Exercise passage:

News Feature | April 5, 2017

Australian Company BVT Raises $18 Million For Bionic Eye Clinical Trial

By Jof Enriquez
Follow me on Twitter @jofenriq

bionic-eye
Image courtesy of Bionic Vision Technologies

Melbourne-based Bionic Vision Technologies (BVT) has raised US $18 million from Hong Kong-based investors China Huarong International Holdings and State Path Capital Limited to proceed with clinical studies testing the company's bionic eye for patients with retinitis pigmentosa, a degenerative condition that is the most common cause of inherited blindness.

BVT's bionic eye is based on intellectual property first developed in 2008 by Bionic Vision Australia (BVA), a consortium made up of University of Melbourne, the University of New South Wales, the Bionics Institute, Centre for Eye Research Australia, Commonwealth Scientific and Industrial Organisation's (CSIRO's) Data 61 research unit, the Royal Victorian Eye & Ear Hospital, Western Sydney University, and the Australian College of Optometry. They now become shareholders alongside the Chinese investors in BVT as it transitions into a commercial business.

The bionic eye system works by turning images captured by smart glasses into signals transmitted to a retinal implant, whose electrodes stimulate the surviving retinal cells in patients with retinal degeneration. Then, those cells send electrical signals to vision processing centers in the brain to interpret the information.

Source data:
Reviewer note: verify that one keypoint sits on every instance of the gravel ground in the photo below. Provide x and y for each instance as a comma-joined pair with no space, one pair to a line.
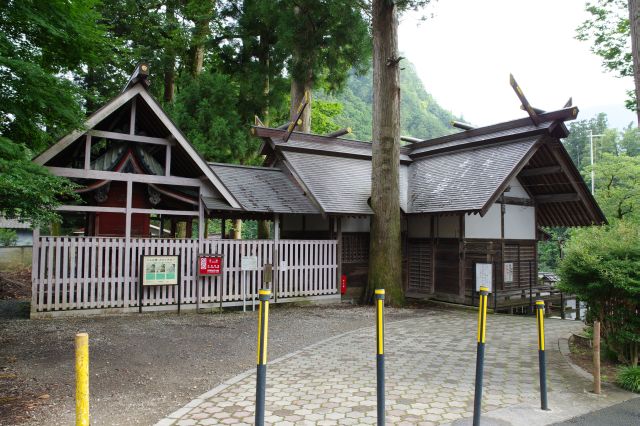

About this task:
In the news feature on the bionic eye, in what year did Bionic Vision Australia first develop the intellectual property on which BVT's bionic eye is based?

Result for this exercise:
2008